**Excerpt:**
· · ·

She always knew what she wanted. Even if that meant figuring how to fit the cedar chest made by her favorite uncle into a luggage compartment of a bus at a downtown Chicago Greyhound station by taking off the feet.

 

She told her parents Claude and Neva Tallent that she had to get married at the age of 16. They assumed she was pregnant. Surprise! Her first-born, daughter Teresa, came three years later, a month premature with labor hastened by lifting the hood of an old Chevy to start the car and a hurricane.

 

The determined redhead, at least that’s the hair dye she used most of her adult life, refused to bend to custom. She refused to make her daughter wear a skirt in a Chicago winter and kept sending her daughter to kindergarten in pants until school administrators gave in and changed the dress code. She met Pele sweaty after a soccer match and saw the original Chicago Transit Authority before they became better known as just the group Chicago. She loved horses and traveling, though she never went farther than Alaska, California or Key West, Florida.

 

She also could tell a story. To calm her children during car rides, she promised a Yankee dime to the best behaved. She didn’t hand out a coin but hugs. While working as a drugstore waitress in Florida, she tried to convince her kids they were eating the same meal as hers. Nope. Liver does not taste like steak, but she sure tried to sell the tale as she stretched her money as a single parent.

 

She was married, and divorced, twice over about 30 years to Harold Walker, who died in July 2002. The only land Nevern and her husband ever bought? Burial plots. Why? Harold knew she would divorce him the instant he bought a house, and she would have. Nevern took it as a sign from God it was time to divorce again when she found a stash of $6,000. She moved from Maryville to Franklin where she worked at the Vanderbilt walk-in clinic for years before retiring.

· · ·

**Records:**
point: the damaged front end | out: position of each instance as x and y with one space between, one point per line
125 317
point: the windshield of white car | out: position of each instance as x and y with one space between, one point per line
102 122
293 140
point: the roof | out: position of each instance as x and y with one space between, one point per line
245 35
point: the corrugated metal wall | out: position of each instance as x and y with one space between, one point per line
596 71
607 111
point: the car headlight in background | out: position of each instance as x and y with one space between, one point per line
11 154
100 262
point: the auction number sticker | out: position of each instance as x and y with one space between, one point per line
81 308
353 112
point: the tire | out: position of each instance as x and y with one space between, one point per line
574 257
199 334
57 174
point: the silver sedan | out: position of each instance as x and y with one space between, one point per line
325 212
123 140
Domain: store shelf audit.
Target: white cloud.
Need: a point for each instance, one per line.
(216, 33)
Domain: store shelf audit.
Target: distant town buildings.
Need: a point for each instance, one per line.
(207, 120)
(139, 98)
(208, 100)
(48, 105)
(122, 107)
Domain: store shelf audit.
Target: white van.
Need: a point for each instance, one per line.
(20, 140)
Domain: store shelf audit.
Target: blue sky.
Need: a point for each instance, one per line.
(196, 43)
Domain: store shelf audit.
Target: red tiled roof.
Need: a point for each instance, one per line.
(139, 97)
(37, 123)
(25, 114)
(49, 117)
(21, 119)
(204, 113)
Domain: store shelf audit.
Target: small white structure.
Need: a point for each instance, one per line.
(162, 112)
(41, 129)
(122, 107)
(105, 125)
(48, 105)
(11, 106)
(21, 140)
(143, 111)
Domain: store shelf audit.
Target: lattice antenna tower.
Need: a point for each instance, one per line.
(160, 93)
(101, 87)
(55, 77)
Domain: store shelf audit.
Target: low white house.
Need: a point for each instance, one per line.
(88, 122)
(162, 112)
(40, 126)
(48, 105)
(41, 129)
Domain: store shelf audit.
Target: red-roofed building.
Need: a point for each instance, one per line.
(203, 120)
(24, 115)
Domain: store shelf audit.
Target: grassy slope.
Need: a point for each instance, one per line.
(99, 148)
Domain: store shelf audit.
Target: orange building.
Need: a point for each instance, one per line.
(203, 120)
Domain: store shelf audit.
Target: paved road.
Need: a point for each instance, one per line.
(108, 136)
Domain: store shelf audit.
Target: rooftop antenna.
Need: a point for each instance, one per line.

· · ·

**Task objective:** Copy out the whole account of Nevern's life above, word for word.

**Worked solution:**
She always knew what she wanted. Even if that meant figuring how to fit the cedar chest made by her favorite uncle into a luggage compartment of a bus at a downtown Chicago Greyhound station by taking off the feet.

 

She told her parents Claude and Neva Tallent that she had to get married at the age of 16. They assumed she was pregnant. Surprise! Her first-born, daughter Teresa, came three years later, a month premature with labor hastened by lifting the hood of an old Chevy to start the car and a hurricane.

 

The determined redhead, at least that’s the hair dye she used most of her adult life, refused to bend to custom. She refused to make her daughter wear a skirt in a Chicago winter and kept sending her daughter to kindergarten in pants until school administrators gave in and changed the dress code. She met Pele sweaty after a soccer match and saw the original Chicago Transit Authority before they became better known as just the group Chicago. She loved horses and traveling, though she never went farther than Alaska, California or Key West, Florida.

 

She also could tell a story. To calm her children during car rides, she promised a Yankee dime to the best behaved. She didn’t hand out a coin but hugs. While working as a drugstore waitress in Florida, she tried to convince her kids they were eating the same meal as hers. Nope. Liver does not taste like steak, but she sure tried to sell the tale as she stretched her money as a single parent.

 

She was married, and divorced, twice over about 30 years to Harold Walker, who died in July 2002. The only land Nevern and her husband ever bought? Burial plots. Why? Harold knew she would divorce him the instant he bought a house, and she would have. Nevern took it as a sign from God it was time to divorce again when she found a stash of $6,000. She moved from Maryville to Franklin where she worked at the Vanderbilt walk-in clinic for years before retiring.